## PRUÉBALO
Transcribe al pie de la letra todas las filas que aparecen a continuación, sin cambiar nada.

☆ ☆ ☆

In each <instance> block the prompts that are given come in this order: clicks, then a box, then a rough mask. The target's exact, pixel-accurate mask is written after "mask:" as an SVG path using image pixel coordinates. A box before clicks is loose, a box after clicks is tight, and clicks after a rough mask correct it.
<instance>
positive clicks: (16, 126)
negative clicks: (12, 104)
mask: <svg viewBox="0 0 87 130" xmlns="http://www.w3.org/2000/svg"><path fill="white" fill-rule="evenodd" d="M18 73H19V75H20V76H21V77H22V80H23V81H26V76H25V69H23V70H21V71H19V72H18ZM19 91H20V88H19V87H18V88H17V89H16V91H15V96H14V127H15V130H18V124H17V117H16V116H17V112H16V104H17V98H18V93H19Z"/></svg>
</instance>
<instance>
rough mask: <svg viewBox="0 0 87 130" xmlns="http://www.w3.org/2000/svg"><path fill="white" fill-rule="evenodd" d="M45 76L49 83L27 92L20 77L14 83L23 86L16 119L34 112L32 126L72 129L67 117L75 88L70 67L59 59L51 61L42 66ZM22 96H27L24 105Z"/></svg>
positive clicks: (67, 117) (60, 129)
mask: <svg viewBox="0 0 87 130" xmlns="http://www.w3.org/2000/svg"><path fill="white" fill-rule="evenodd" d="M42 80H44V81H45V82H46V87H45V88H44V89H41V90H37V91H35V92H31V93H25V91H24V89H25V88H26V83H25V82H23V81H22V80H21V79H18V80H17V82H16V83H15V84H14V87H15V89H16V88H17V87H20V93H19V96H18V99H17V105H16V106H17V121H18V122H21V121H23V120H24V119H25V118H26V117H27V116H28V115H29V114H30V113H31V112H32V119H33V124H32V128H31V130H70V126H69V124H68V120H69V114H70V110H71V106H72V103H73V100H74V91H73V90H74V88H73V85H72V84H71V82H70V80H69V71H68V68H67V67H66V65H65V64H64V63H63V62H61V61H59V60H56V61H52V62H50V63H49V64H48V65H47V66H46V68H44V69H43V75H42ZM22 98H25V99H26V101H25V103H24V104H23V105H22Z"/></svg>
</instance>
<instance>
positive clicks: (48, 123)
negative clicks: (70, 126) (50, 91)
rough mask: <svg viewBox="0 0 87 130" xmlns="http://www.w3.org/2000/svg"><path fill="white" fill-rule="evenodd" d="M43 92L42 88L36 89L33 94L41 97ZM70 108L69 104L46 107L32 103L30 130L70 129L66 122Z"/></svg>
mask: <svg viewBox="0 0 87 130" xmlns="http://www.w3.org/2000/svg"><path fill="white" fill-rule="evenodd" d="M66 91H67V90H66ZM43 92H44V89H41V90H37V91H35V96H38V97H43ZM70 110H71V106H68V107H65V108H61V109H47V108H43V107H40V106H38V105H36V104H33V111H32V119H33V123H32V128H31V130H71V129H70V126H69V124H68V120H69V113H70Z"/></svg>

☆ ☆ ☆

## RESULTADO DE LA TAREA
In each <instance> block the prompts that are given come in this order: clicks, then a box, then a rough mask. The target's exact, pixel-accurate mask is written after "mask:" as an SVG path using image pixel coordinates. A box before clicks is loose, a box after clicks is tight, and clicks after a rough mask correct it.
<instance>
positive clicks: (16, 126)
negative clicks: (12, 104)
mask: <svg viewBox="0 0 87 130" xmlns="http://www.w3.org/2000/svg"><path fill="white" fill-rule="evenodd" d="M18 73H19V75H20V76H21V77H22V80H23V81H26V76H25V69H23V70H21V71H19V72H18ZM19 91H20V88H19V87H18V88H17V89H16V91H15V96H14V127H15V130H18V124H17V117H16V116H17V112H16V104H17V98H18V93H19Z"/></svg>
</instance>
<instance>
rough mask: <svg viewBox="0 0 87 130" xmlns="http://www.w3.org/2000/svg"><path fill="white" fill-rule="evenodd" d="M45 76L49 83L27 92L20 77L14 83L23 86L16 119L34 112L32 126L72 129L67 117L75 88L70 67L59 59L51 61L42 66ZM22 96H27L24 105Z"/></svg>
positive clicks: (67, 117) (60, 129)
mask: <svg viewBox="0 0 87 130" xmlns="http://www.w3.org/2000/svg"><path fill="white" fill-rule="evenodd" d="M42 80H44V81H45V82H46V87H45V88H44V89H41V90H37V91H35V92H31V93H25V91H24V89H25V88H26V83H25V82H23V81H22V80H21V79H18V80H17V82H16V83H15V84H14V87H15V89H16V88H17V87H20V93H19V96H18V99H17V105H16V106H17V121H18V122H21V121H23V120H24V119H25V118H26V117H27V116H28V115H29V114H30V113H31V112H32V119H33V124H32V128H31V130H70V126H69V124H68V120H69V114H70V110H71V106H72V103H73V100H74V91H73V90H74V88H73V85H72V84H71V82H70V80H69V71H68V68H67V67H66V65H65V64H64V63H63V62H61V61H59V60H56V61H52V62H50V63H49V64H48V65H47V66H46V68H44V69H43V75H42ZM22 98H25V99H26V101H25V103H24V104H23V105H22Z"/></svg>
</instance>
<instance>
positive clicks: (48, 123)
negative clicks: (70, 126) (50, 91)
rough mask: <svg viewBox="0 0 87 130" xmlns="http://www.w3.org/2000/svg"><path fill="white" fill-rule="evenodd" d="M43 92L42 88L36 89L33 94L41 97ZM70 108L69 104L46 107L32 103L30 130L70 129L66 122Z"/></svg>
mask: <svg viewBox="0 0 87 130" xmlns="http://www.w3.org/2000/svg"><path fill="white" fill-rule="evenodd" d="M66 91H67V90H66ZM43 92H44V89H41V90H37V91H35V96H38V97H43ZM70 110H71V106H68V107H65V108H61V109H47V108H43V107H40V106H38V105H36V104H33V111H32V119H33V123H32V128H31V130H71V129H70V126H69V124H68V120H69V113H70Z"/></svg>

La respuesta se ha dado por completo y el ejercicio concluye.